### What is expected
Copy every one of the rows below word for word, but leave out the pictures.

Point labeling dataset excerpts
====

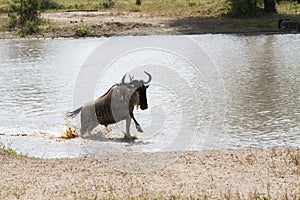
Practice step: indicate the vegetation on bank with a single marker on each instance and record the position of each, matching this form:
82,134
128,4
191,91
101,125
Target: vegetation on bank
24,15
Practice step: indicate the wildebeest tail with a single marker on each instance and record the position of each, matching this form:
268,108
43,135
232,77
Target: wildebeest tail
74,113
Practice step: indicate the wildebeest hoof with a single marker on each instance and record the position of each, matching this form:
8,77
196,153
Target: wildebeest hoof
139,129
129,138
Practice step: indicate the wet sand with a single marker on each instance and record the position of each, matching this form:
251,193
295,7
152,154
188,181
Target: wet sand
231,174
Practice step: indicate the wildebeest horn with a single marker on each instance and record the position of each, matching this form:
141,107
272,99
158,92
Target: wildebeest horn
123,79
150,78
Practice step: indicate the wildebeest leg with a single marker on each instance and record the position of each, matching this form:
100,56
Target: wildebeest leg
137,125
127,134
88,120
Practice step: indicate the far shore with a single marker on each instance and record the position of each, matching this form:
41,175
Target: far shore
271,173
107,24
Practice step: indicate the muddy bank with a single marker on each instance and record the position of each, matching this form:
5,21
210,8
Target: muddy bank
99,24
252,173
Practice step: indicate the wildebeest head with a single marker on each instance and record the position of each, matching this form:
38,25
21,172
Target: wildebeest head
139,96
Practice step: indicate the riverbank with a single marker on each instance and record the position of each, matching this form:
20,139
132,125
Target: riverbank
231,174
106,24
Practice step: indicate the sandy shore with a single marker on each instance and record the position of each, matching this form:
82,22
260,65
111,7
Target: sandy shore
140,23
230,174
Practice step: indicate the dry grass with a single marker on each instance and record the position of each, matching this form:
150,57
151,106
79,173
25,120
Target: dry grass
168,8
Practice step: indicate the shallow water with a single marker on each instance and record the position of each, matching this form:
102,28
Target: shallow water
208,91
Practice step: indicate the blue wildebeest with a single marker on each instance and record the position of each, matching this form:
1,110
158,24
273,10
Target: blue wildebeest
115,105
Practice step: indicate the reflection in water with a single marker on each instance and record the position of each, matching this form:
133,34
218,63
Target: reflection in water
261,77
262,87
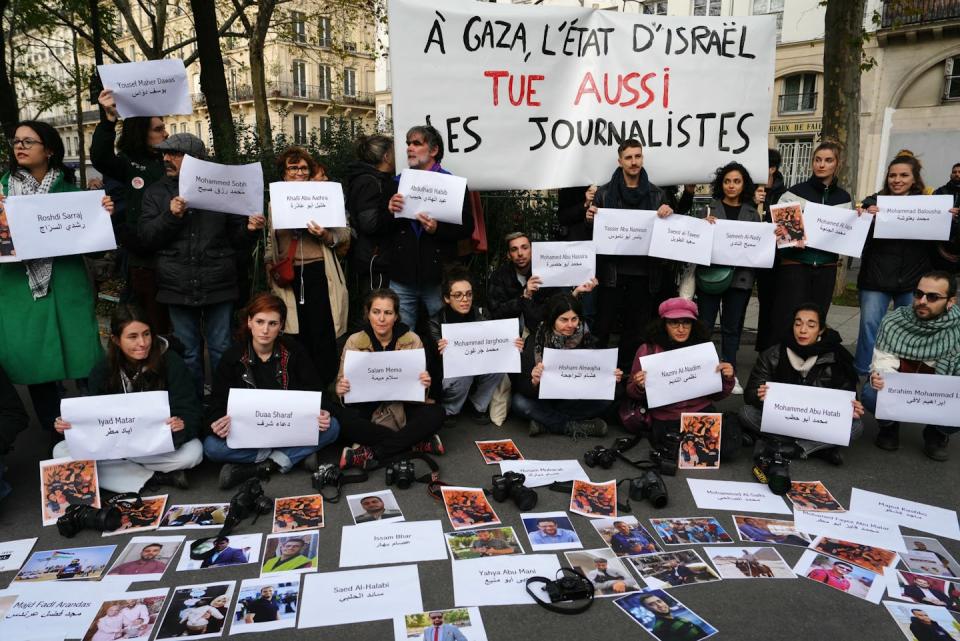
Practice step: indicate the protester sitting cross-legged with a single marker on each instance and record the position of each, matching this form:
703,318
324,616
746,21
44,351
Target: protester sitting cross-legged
921,339
382,431
458,307
813,355
262,358
561,328
139,361
676,328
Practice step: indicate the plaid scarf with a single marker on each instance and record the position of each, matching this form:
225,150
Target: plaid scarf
906,336
39,270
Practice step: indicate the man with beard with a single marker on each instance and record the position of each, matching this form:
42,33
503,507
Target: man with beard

====

### Exercise output
Practice step: indicate the vegetation on bank with a single marker on each instance and record the position of each, matching this form:
82,134
128,4
191,91
101,125
Target: vegetation on bank
24,15
Practice step: indicate the wildebeest tail with a single marker on each instance and record the position of each, matching this form:
268,108
43,135
232,77
Target: wildebeest tail
74,113
Practice step: indicate the wildebeest hoof with a single marker on each instance and record the position of each, matching this form:
8,77
196,153
Target: wildebeest hoof
139,129
129,138
Practice step: indicate the wet sand with a single marker on each instance and record the position of each, matching this form:
251,193
295,7
152,154
188,181
Target: wet sand
231,174
Practice step: indicate the wildebeest horn with a single marker on each instance and record the position of each, matching this form:
141,107
272,99
158,92
Target: wildebeest horn
123,79
150,78
Practice step: indicate the wildebeest leg with a single marker on each instance and record the position of each, matching this form:
100,56
Target: wildebeest leg
137,125
127,134
88,120
Practice step: indicate the far shore with a single marker on each instance and record the position of each, matching this form:
41,175
Target: far shore
271,173
107,24
Practice step: indicate the muddy bank with a single marker on each instance and record the position of each, matching this form:
5,21
210,8
Target: muddy bank
99,24
252,173
Practice step: indicate the wildebeest head with a single marker on each instance and record the position of each, matching this form:
38,25
21,172
Target: wildebeest head
139,96
Practice step: indicate the riverbank with a single marker on each instance and record the position of each, matching this form:
20,139
132,125
Target: riverbank
231,174
106,24
Practice step: indicate the sandy shore with a single marker on each instance and record the position of each, matching this form:
82,22
260,65
111,7
Target: sandy shore
140,23
230,174
Practice step: indicate the dry grass with a single marker on each instance and record the position of each, matching this form:
150,57
151,106
79,173
25,120
Target: dry grass
168,8
Practice step: indicate the shallow water with a single marker on each instance and record the position of each, matching this form:
102,28
Target: shallow water
208,91
Practice step: indicate the blue wildebeest with a single marker on each instance and record the position of each, matching this form:
1,110
158,24
273,10
Target: blue wildebeest
115,105
Practice step: indicate the reflection in water with a single marker on each instance and record the position of each, matching this form:
133,34
218,63
Target: reflection in water
261,77
262,87
Practice step: indicate the protester sitting cross-legged with a single marker on each instance and record the position of each, matching this form:
703,318
324,616
746,21
44,351
Target: protester sitting cross-legged
921,339
382,431
458,307
813,355
262,358
561,328
139,361
676,328
Practice step: indicate the plaid scarf with a single marker on each instance and record the position of each, matching this form:
225,150
Target: plaid scarf
906,336
39,270
Practice step: indicate the man with beard with a single marker on each instance and record the position of each, matching this form:
42,33
503,507
Target: man with beard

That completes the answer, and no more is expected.